Provided text:
========================================
On December 21, 2005, pursuant to Court Decision 950, Mazandaran Province Criminal Court, Branch two, sentenced Mr. Abdollah Farivar Moghaddam to “[death by] stoning”. Supreme Court Branch 41 upheld the decision on August 1, 2006. (Meydan-e Zanan, February 19, 2009).

Based on available information, in a phone call to Mr. Farivar Moghaddam’s family at noon on February 18, 2009, the court informed them of the modification of the stoning sentence to death by hanging, and of the time of the implementation of the sentence. That same day, his family went to prison and were told that it was possible that the execution could be stayed if they obtained a letter from Sari’s Friday Prayer Imam [to that effect]. The family went to the Friday Prayer Imam’s office and met with him, but since they were in the process of gathering the documents he had requested, they were not able to meet with him again to obtain the letter. (Etemad Melli newspaper, February 21, 2009).

On Thursday, February 19, 2009, at 6 o’clock in the morning, Mr. Farivar Moghaddam was hanged at Sari Central Prison in the presence of Mazandaran Province General and Revolutionary Prosecutor. (IRNA, February 21, 2009).

Mr. Farivar Moghaddam’s family took possession of his body at 7 o’clock in the morning of February 19, 2009, and buried him a few hours later. (Etemad Melli newspaper, February 21, 2009).


Amir Kabir News Website (February 1, 2008), Widespread Campaign Against the Regime of A Hundred Thousand Executions (November 29, 2007), Radio Farda (February 1, 2008), International Committee against the Death penalty (April 3, 2007).
========================================
Material provided:

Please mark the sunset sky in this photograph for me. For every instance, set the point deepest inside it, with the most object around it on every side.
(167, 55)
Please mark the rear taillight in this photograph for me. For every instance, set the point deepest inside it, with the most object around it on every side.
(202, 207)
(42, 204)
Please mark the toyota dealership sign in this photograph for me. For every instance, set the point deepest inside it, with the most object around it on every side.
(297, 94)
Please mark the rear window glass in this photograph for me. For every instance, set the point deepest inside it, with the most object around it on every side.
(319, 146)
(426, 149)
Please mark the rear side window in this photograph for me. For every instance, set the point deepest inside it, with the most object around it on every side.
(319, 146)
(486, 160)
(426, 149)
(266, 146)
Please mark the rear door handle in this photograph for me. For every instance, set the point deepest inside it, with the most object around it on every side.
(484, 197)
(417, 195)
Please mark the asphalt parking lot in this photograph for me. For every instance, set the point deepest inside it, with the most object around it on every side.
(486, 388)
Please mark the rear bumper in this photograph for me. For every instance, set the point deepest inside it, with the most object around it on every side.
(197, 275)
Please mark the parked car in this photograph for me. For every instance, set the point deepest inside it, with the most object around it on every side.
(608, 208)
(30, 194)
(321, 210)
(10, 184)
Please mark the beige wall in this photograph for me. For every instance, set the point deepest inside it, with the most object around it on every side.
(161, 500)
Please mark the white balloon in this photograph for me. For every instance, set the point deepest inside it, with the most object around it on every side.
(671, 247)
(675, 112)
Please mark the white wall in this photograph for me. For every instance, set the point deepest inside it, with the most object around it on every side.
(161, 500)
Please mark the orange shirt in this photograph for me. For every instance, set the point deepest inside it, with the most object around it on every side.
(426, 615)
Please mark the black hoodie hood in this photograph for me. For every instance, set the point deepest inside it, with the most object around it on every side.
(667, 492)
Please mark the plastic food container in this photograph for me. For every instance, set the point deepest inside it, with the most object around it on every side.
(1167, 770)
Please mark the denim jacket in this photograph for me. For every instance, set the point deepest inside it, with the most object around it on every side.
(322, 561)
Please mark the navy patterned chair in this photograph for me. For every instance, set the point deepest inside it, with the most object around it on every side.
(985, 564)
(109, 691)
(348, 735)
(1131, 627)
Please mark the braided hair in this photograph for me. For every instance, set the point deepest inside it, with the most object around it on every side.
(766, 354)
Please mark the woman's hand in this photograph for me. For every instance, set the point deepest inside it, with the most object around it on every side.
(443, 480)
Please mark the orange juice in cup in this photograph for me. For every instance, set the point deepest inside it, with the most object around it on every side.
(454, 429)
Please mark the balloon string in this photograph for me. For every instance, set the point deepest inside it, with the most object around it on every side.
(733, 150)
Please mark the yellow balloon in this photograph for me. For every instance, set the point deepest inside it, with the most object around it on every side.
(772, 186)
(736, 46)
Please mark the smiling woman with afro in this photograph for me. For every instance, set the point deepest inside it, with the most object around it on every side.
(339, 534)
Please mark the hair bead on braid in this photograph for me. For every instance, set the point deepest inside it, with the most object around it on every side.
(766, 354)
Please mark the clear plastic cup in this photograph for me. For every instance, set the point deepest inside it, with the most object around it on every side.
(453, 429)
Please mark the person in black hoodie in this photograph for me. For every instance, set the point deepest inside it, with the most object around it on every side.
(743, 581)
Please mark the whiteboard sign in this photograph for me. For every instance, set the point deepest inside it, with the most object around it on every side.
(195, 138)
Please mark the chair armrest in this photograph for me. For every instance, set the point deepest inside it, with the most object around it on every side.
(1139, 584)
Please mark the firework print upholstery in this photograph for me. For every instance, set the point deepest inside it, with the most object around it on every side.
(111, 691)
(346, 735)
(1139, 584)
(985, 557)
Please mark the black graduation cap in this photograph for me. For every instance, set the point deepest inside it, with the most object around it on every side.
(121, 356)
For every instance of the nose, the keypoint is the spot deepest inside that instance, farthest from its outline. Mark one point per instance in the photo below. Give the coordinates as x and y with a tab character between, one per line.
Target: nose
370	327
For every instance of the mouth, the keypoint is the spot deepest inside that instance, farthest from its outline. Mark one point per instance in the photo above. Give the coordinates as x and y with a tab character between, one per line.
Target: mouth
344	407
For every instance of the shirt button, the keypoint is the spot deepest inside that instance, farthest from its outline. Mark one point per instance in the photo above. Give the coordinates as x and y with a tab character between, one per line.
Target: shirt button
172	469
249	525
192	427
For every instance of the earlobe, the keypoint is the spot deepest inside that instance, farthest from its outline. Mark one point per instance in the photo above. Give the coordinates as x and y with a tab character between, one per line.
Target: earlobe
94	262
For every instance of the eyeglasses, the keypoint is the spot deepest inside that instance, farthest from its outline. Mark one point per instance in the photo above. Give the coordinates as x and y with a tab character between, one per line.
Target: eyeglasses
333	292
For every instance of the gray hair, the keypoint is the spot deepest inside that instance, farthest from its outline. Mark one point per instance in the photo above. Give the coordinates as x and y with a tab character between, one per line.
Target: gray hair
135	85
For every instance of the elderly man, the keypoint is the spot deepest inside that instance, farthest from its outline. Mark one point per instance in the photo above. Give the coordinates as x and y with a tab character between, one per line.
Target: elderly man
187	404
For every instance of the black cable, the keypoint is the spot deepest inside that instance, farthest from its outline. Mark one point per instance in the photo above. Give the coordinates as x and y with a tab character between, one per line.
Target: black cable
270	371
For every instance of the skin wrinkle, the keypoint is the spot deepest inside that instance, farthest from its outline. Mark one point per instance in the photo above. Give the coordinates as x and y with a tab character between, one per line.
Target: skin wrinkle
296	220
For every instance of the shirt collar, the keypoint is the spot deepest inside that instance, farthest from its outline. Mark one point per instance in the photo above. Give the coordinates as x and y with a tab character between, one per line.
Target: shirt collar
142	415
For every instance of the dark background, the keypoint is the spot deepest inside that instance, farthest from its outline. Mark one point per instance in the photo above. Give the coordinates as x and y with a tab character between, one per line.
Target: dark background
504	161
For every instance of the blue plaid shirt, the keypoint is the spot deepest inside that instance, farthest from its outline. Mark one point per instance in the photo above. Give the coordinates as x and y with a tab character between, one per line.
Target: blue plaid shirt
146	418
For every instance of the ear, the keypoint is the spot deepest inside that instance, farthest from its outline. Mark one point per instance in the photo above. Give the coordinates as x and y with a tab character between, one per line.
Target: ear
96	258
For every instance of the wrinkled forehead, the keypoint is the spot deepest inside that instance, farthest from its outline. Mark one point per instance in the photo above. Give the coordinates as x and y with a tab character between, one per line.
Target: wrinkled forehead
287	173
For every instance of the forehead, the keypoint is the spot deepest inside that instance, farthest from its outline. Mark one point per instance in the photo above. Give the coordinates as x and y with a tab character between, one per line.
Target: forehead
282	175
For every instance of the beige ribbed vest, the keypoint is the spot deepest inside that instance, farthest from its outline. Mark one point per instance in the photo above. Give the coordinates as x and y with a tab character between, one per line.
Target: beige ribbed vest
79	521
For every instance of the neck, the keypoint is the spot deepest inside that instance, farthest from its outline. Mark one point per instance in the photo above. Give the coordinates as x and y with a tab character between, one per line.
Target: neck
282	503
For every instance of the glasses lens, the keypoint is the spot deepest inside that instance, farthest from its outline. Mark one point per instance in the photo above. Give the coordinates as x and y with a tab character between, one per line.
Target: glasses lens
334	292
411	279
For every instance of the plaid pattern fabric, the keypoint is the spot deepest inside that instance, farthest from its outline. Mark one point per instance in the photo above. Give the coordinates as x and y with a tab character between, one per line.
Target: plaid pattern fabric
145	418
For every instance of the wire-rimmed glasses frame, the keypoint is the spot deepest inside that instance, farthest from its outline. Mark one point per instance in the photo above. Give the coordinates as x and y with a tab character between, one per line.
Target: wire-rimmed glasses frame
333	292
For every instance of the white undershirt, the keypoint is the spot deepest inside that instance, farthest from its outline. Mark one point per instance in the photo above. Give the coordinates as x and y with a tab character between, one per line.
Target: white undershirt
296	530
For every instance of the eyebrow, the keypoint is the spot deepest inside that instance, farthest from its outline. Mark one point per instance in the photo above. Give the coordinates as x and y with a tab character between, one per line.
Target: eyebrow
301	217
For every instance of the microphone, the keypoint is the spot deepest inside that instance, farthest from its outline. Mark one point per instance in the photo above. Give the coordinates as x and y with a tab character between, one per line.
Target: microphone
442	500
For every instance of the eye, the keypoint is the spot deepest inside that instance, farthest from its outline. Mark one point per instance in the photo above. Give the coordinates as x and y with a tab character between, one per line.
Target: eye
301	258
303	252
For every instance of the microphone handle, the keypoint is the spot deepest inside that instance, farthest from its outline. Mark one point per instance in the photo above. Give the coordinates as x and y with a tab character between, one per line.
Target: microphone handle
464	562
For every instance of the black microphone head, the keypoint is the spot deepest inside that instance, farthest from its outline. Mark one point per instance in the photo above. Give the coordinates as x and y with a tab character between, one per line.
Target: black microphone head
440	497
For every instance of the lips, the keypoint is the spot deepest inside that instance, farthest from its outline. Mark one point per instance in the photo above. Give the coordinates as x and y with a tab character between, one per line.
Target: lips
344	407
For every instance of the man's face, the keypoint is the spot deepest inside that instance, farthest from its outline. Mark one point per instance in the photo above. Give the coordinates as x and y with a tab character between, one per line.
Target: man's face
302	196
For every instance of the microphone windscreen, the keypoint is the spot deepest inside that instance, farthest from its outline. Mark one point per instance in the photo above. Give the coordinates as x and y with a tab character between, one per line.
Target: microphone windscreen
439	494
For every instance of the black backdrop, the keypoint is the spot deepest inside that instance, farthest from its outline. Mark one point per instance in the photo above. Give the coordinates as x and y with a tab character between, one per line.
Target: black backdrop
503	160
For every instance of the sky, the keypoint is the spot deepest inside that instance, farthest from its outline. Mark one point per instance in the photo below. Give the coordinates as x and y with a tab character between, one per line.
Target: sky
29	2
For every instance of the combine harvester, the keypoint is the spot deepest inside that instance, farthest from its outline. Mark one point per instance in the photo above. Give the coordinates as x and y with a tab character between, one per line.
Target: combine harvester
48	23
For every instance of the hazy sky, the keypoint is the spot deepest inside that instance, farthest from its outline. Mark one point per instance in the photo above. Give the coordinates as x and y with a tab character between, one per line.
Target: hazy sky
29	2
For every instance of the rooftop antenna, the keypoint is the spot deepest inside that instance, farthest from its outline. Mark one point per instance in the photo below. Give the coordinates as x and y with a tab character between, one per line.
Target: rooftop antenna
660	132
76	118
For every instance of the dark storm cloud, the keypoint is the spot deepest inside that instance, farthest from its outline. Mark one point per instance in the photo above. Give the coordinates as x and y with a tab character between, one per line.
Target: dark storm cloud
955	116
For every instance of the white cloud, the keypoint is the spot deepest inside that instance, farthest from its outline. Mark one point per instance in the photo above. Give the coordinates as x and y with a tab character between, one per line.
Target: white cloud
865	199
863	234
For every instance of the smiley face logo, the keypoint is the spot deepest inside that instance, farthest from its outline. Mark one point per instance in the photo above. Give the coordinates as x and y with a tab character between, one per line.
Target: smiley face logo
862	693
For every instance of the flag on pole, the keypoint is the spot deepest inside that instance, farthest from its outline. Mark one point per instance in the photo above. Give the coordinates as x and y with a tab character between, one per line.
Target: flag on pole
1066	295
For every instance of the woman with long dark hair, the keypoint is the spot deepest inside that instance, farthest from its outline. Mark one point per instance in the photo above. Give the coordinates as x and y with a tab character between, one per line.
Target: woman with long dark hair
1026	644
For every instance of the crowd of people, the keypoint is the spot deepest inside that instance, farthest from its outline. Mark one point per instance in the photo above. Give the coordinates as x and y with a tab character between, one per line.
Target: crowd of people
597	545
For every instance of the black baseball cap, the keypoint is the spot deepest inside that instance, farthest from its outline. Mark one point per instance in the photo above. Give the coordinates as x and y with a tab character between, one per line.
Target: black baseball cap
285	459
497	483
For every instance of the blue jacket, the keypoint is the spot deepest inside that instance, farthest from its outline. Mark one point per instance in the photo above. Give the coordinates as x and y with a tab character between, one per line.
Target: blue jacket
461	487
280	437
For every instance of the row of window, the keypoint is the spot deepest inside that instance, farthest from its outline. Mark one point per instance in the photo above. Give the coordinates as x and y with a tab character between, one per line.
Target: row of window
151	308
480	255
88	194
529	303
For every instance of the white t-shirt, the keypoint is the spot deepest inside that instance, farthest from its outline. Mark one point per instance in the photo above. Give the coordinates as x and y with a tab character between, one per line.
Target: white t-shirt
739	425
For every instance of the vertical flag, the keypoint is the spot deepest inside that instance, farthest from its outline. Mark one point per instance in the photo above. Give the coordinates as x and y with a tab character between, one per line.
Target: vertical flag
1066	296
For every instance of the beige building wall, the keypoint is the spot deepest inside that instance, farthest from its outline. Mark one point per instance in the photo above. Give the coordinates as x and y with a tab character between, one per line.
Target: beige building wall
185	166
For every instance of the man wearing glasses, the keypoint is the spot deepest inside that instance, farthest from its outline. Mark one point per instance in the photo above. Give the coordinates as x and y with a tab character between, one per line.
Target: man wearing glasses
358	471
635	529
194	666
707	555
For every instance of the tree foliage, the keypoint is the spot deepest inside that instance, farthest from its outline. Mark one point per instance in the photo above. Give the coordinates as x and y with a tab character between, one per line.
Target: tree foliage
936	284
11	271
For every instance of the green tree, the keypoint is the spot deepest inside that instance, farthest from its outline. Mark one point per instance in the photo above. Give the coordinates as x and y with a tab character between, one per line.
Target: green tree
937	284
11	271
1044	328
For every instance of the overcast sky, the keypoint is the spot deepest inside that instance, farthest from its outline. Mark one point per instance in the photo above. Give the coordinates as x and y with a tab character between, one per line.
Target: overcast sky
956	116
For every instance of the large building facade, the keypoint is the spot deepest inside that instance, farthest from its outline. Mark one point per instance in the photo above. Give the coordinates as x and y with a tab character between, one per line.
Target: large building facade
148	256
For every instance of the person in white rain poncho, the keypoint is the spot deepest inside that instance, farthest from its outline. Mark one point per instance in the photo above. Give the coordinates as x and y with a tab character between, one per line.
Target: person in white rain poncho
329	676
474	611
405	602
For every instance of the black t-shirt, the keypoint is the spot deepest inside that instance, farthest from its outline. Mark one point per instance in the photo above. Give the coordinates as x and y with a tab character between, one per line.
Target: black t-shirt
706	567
========================================
Work request: Please reproduce, word for word, the part of the account of Mr. Farivar Moghaddam's sentence and execution starting at "Amir Kabir News" and ending at "(April 3, 2007).".

Task solution:
Amir Kabir News Website (February 1, 2008), Widespread Campaign Against the Regime of A Hundred Thousand Executions (November 29, 2007), Radio Farda (February 1, 2008), International Committee against the Death penalty (April 3, 2007).